_EXERCISE OBJECTIVE_. Pick up the text on acupuncture for cancer pain after its last sentence and keep it going.

_TEXT SECTION_.

####################

Dr Jacqueline Filshie, consultant in anaesthesia and pain management at the Royal Marsden Hospital and past president of the British Medical Acupuncture Society, reported on the use of acupuncture in 193 cancer patients attending outpatient clinics over five years and observed that of 156 patients who went on to receive treatment, 56 per cent had a worthwhile improvement in their pain for more than seven days.1
A further 22 per cent had a short-term response but no lasting benefit and 22 per cent had no beneficial effect from the treatment. The patients fell into three almost-equal groups; those with cancer-related pain, those with treatment-related pain and those with unrelated causes for pain. Patients with treatment-related pain generally responded better than those with cancer-related pain. It was also noted that patients with malignant disease needed more frequent treatments compared to the general population to achieve a similar effect.
Another study,2 reporting the use of acupuncture in an oncology centre where more than half of the patients had been referred for pain management, found that 60 per cent of patients treated showed at least a 30 per cent improvement in symptoms. Whether or not they experienced any benefit, 86 per cent of the patients thought it was very important that acupuncture should continue to be provided.

####################

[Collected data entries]
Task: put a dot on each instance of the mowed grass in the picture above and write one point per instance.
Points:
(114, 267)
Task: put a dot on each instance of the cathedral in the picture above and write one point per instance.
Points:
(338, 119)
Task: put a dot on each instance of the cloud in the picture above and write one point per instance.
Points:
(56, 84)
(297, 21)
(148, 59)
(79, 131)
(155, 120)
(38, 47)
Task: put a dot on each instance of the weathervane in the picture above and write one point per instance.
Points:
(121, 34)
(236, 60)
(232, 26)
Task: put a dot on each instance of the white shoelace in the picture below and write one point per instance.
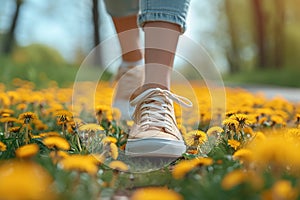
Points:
(155, 108)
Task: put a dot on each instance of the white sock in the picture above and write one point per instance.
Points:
(132, 64)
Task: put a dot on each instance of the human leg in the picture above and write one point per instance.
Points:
(130, 73)
(155, 132)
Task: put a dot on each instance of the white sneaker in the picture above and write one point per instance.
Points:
(128, 80)
(155, 132)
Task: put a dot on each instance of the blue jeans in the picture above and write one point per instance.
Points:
(173, 11)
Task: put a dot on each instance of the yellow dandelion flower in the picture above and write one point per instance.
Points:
(234, 144)
(230, 113)
(29, 179)
(98, 158)
(259, 136)
(232, 124)
(65, 113)
(293, 132)
(8, 119)
(118, 165)
(63, 116)
(6, 111)
(27, 151)
(233, 179)
(14, 129)
(248, 131)
(5, 115)
(195, 137)
(241, 118)
(81, 163)
(276, 153)
(130, 123)
(108, 140)
(185, 166)
(2, 146)
(262, 120)
(49, 134)
(244, 155)
(27, 117)
(283, 189)
(154, 193)
(91, 127)
(298, 118)
(114, 151)
(116, 113)
(22, 106)
(56, 142)
(276, 119)
(57, 156)
(215, 130)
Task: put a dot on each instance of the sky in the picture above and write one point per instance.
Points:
(65, 25)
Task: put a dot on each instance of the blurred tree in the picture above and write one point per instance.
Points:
(9, 41)
(279, 31)
(95, 11)
(259, 20)
(96, 26)
(232, 52)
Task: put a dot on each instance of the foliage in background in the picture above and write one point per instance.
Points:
(231, 153)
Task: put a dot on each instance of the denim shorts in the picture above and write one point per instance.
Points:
(173, 11)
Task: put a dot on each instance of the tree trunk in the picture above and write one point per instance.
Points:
(96, 25)
(279, 34)
(10, 38)
(232, 53)
(260, 37)
(95, 11)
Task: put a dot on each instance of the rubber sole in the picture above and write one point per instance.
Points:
(154, 147)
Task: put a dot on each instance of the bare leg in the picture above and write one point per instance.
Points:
(160, 47)
(130, 41)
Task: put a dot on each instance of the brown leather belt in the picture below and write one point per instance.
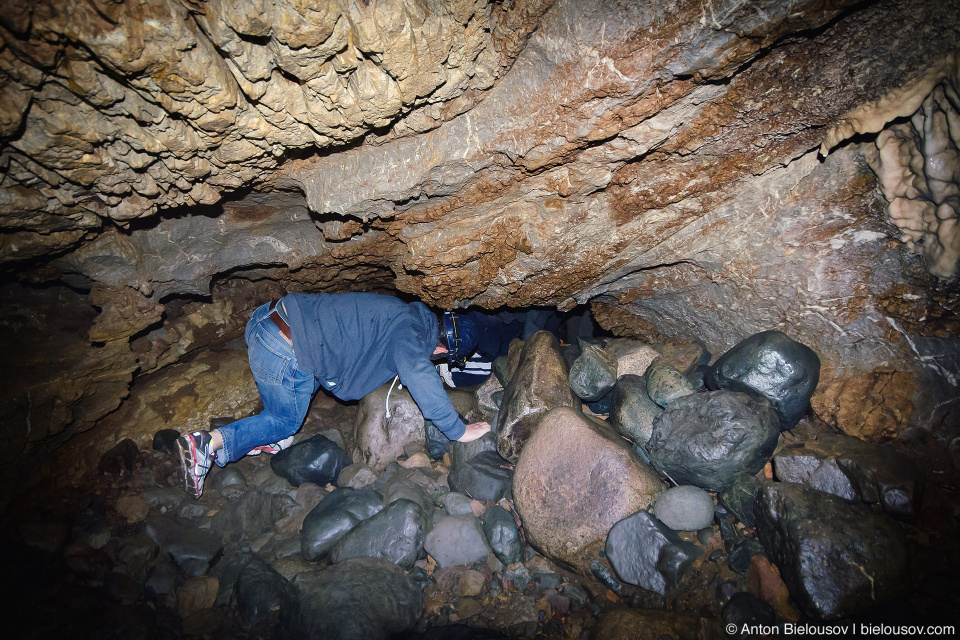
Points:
(277, 320)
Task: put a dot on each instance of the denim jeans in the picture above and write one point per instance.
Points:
(284, 388)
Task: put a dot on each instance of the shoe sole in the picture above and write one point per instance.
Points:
(187, 456)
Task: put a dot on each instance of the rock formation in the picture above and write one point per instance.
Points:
(690, 170)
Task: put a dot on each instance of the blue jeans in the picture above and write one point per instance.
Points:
(285, 390)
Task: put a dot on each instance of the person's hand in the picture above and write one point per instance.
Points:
(474, 430)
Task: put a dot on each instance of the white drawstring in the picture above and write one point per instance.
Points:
(396, 378)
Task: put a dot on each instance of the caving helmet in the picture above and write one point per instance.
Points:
(460, 335)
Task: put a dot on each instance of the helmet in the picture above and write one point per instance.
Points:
(461, 337)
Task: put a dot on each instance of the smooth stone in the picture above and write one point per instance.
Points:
(771, 365)
(666, 384)
(706, 439)
(646, 553)
(503, 535)
(340, 511)
(684, 508)
(318, 460)
(456, 541)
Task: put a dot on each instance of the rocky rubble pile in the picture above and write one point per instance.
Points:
(671, 486)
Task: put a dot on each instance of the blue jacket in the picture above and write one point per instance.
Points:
(355, 342)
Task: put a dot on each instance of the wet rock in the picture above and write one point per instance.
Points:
(162, 498)
(229, 481)
(502, 533)
(539, 385)
(120, 459)
(191, 549)
(593, 374)
(484, 477)
(457, 504)
(261, 594)
(574, 480)
(708, 438)
(378, 439)
(739, 559)
(49, 536)
(838, 558)
(645, 552)
(90, 528)
(358, 599)
(632, 411)
(339, 512)
(395, 533)
(684, 508)
(457, 540)
(356, 476)
(642, 624)
(317, 460)
(133, 508)
(165, 441)
(741, 497)
(665, 384)
(437, 443)
(196, 594)
(774, 366)
(856, 470)
(744, 610)
(461, 452)
(402, 488)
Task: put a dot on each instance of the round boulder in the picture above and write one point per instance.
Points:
(574, 480)
(706, 439)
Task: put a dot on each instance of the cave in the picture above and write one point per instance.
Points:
(688, 174)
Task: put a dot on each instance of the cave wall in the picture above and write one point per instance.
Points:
(694, 171)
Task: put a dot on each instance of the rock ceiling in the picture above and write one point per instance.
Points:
(693, 169)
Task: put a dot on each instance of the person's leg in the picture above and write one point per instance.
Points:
(285, 390)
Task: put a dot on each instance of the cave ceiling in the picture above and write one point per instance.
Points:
(692, 169)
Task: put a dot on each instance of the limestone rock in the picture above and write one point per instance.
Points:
(539, 385)
(339, 603)
(838, 558)
(706, 439)
(854, 470)
(569, 496)
(632, 412)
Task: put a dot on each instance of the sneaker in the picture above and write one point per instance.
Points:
(272, 448)
(195, 460)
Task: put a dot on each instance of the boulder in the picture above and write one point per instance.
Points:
(771, 365)
(539, 385)
(646, 553)
(484, 477)
(684, 508)
(666, 383)
(856, 470)
(395, 533)
(318, 460)
(457, 541)
(632, 356)
(574, 480)
(339, 512)
(358, 599)
(838, 558)
(632, 411)
(593, 374)
(379, 439)
(706, 439)
(503, 535)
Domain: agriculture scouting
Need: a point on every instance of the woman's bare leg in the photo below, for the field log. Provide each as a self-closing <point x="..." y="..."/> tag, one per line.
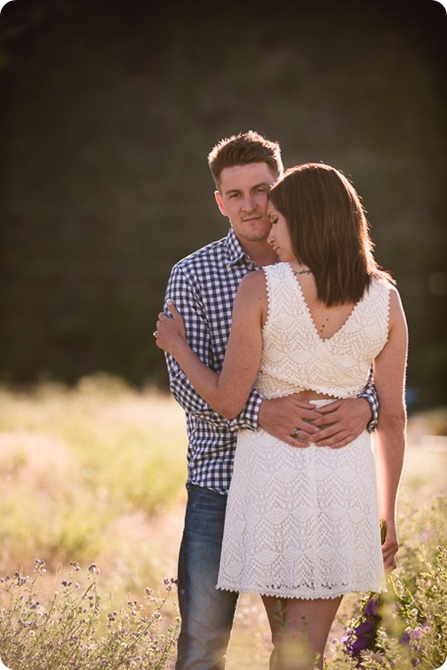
<point x="300" y="629"/>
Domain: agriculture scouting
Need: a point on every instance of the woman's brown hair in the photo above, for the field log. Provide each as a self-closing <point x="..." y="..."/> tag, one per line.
<point x="329" y="230"/>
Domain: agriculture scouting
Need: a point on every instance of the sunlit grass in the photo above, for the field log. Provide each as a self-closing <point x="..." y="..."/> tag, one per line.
<point x="96" y="474"/>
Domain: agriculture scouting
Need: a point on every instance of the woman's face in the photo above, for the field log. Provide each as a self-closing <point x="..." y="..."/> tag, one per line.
<point x="279" y="236"/>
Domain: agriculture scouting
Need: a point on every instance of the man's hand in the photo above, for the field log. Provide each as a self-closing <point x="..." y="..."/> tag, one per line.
<point x="283" y="417"/>
<point x="341" y="422"/>
<point x="390" y="547"/>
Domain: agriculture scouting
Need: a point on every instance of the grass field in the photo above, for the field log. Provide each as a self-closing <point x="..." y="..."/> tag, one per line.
<point x="95" y="476"/>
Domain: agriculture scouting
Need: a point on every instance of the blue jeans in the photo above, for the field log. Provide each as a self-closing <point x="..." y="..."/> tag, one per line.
<point x="207" y="613"/>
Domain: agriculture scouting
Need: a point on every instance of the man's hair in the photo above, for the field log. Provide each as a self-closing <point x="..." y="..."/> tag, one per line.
<point x="243" y="149"/>
<point x="329" y="230"/>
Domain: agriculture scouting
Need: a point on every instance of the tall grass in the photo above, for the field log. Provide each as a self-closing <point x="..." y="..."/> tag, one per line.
<point x="94" y="476"/>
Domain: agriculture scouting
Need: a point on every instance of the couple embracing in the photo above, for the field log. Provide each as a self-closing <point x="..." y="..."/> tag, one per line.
<point x="286" y="345"/>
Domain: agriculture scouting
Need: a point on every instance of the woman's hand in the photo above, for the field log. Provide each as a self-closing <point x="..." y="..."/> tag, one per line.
<point x="390" y="546"/>
<point x="170" y="329"/>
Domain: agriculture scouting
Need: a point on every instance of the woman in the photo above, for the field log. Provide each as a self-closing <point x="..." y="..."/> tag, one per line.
<point x="302" y="525"/>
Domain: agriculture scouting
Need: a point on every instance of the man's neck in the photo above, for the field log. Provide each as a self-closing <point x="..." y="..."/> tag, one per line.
<point x="260" y="253"/>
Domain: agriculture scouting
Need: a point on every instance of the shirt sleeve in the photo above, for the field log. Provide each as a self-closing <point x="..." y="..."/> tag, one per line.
<point x="186" y="296"/>
<point x="370" y="394"/>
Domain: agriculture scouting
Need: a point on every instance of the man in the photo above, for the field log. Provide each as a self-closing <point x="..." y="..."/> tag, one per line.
<point x="203" y="287"/>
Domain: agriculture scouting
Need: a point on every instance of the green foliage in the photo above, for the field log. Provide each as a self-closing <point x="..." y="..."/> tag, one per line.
<point x="74" y="463"/>
<point x="74" y="631"/>
<point x="406" y="627"/>
<point x="109" y="113"/>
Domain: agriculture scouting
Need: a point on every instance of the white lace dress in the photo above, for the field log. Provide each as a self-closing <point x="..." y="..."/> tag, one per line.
<point x="304" y="523"/>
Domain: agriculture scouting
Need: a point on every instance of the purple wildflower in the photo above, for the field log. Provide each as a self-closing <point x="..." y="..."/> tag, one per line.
<point x="372" y="607"/>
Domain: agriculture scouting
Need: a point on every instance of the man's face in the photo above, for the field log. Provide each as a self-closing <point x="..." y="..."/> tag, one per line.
<point x="243" y="198"/>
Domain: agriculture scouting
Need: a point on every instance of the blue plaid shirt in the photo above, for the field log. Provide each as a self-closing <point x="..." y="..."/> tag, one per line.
<point x="203" y="287"/>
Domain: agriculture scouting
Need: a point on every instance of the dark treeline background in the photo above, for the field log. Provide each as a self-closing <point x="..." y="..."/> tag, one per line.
<point x="108" y="111"/>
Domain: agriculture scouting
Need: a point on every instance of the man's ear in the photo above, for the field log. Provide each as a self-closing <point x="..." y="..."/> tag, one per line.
<point x="219" y="201"/>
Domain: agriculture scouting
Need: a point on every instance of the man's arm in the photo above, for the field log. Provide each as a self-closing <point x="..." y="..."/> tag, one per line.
<point x="343" y="421"/>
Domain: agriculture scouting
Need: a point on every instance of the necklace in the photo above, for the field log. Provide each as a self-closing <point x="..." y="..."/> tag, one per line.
<point x="306" y="271"/>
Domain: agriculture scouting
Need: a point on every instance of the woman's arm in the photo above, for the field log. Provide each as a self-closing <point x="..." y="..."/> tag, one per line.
<point x="389" y="376"/>
<point x="227" y="393"/>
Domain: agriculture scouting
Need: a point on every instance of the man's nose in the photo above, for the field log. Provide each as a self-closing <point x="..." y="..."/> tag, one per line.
<point x="248" y="202"/>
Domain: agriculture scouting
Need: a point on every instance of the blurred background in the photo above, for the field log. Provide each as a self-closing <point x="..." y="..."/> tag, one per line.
<point x="108" y="111"/>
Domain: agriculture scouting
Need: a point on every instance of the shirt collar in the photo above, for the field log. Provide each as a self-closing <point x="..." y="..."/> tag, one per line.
<point x="235" y="252"/>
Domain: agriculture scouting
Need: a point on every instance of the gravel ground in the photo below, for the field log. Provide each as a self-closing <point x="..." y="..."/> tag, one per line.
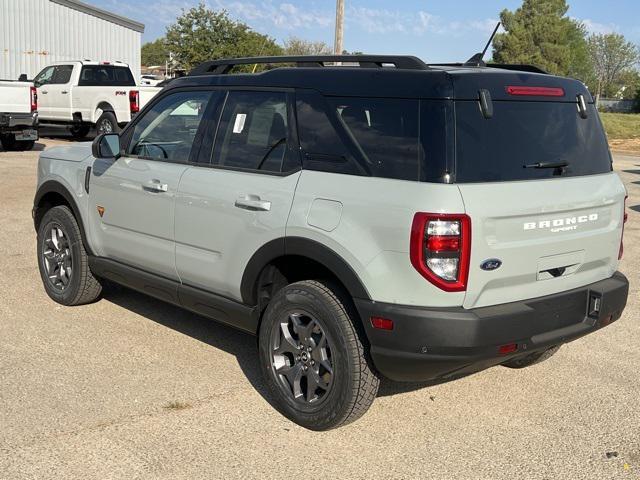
<point x="131" y="388"/>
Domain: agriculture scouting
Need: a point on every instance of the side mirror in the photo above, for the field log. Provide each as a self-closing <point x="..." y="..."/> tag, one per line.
<point x="106" y="145"/>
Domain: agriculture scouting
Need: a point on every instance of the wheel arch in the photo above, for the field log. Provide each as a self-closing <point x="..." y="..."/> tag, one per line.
<point x="52" y="194"/>
<point x="297" y="258"/>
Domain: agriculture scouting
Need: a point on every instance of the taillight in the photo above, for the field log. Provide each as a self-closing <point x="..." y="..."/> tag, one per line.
<point x="34" y="99"/>
<point x="134" y="101"/>
<point x="535" y="91"/>
<point x="440" y="249"/>
<point x="625" y="216"/>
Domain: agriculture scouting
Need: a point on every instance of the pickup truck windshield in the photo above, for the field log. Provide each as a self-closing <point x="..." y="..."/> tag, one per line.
<point x="528" y="140"/>
<point x="106" y="75"/>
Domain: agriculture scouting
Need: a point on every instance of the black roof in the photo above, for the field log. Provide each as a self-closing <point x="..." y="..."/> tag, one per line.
<point x="380" y="76"/>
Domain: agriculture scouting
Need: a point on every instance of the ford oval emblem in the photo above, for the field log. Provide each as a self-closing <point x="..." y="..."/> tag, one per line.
<point x="491" y="264"/>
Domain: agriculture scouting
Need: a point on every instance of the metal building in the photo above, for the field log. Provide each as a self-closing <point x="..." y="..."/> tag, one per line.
<point x="35" y="33"/>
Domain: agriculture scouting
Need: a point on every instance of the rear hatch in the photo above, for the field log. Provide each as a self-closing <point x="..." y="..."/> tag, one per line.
<point x="534" y="171"/>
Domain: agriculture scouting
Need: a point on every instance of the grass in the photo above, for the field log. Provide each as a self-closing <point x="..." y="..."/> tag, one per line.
<point x="621" y="125"/>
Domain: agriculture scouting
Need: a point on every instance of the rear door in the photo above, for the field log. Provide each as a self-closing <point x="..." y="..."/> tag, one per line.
<point x="537" y="183"/>
<point x="237" y="199"/>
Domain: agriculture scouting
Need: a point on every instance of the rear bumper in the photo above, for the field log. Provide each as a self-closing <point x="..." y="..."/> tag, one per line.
<point x="10" y="122"/>
<point x="427" y="344"/>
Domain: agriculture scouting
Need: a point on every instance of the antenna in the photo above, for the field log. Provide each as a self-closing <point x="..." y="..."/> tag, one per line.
<point x="477" y="59"/>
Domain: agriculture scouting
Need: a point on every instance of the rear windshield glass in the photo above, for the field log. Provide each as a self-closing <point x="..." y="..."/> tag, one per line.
<point x="522" y="134"/>
<point x="106" y="75"/>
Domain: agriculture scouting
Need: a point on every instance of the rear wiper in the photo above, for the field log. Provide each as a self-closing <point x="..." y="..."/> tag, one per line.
<point x="547" y="165"/>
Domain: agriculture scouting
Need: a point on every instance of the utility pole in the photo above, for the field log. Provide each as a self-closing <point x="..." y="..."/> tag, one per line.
<point x="338" y="43"/>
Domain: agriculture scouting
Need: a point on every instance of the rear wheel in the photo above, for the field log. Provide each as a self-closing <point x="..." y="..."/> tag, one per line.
<point x="63" y="261"/>
<point x="532" y="358"/>
<point x="312" y="357"/>
<point x="107" y="123"/>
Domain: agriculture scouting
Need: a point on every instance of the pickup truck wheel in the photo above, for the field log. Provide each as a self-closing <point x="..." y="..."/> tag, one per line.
<point x="107" y="123"/>
<point x="80" y="131"/>
<point x="312" y="357"/>
<point x="10" y="144"/>
<point x="63" y="261"/>
<point x="531" y="359"/>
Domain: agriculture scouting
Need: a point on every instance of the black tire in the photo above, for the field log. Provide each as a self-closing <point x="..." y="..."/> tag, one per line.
<point x="352" y="383"/>
<point x="107" y="123"/>
<point x="532" y="358"/>
<point x="81" y="286"/>
<point x="10" y="144"/>
<point x="80" y="131"/>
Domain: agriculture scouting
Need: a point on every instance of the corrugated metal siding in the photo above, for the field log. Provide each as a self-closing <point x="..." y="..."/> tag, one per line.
<point x="36" y="33"/>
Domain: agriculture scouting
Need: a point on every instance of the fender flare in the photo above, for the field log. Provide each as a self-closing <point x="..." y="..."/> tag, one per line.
<point x="302" y="247"/>
<point x="51" y="186"/>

####################

_RESULT OF THIS TASK_.
A survey of patients attending another palliative care unit found that 80 per cent would have been interested in receiving acupuncture if it were made available.3 There are now guidelines (see Box 1) for practitioners that are specific for cancer patients and ensure clinicians follow best accepted practice.4
Pain management in cancer patients
Pain, one of the most common symptoms in cancer patients, becomes more prevalent with advancing disease.5 The development of the WHO analgesic ladder6 has done much to improve pain management and for many patients, the use of regular oral medication following this regimen is sufficient. However, many patients require other techniques, such as acupuncture, TENS or other complementary therapies, to supplement pharmacological treatments if they are to achieve acceptable pain relief with minimal side-effects.
A systematic review7 of acupuncture in cancer-related pain found only one randomised controlled trial (RCT) that showed significant pain relief, although a number of studies and increasing clinical experience suggest it may be an effective adjuvant treatment for appropriately assessed patients.
The only published RCT for cancer pain8 randomised a group of 90 patients to receive two treatments of either one of two different sorts of placebo treatment or conventional auricular acupuncture. Pain scores were assessed at two months and those receiving acupuncture had pain intensity reduced by 36 per cent compared to only 2 per cent of those receiving placebo. The development of increasingly sophisticated placebo acupuncture needles9 should enable more such studies to be performed, to strengthen the evidence base through RCTs.
As shown in Box 2 and noted in early studies, the types of pain treated can be divided into three main groups.
Pain due directly to the cancer
It has been observed that tumour-related pain was less likely to respond to acupuncture than other types of pain;1 however, it should be considered for those patients who do not respond to conventional analgesia or who wish to limit or are unable to increase their analgesia due to side-effects. Needling directly into the tumour, lymphoedematous limbs or areas with spinal instability are contraindications to treatment.4
Treatment of visceral pain, such as liver capsule pain, is likely to involve needling distal points on the body, possibly using traditional Chinese points, although this varies between practitioners and will involve up to six weekly or twice-weekly treatments to assess effect.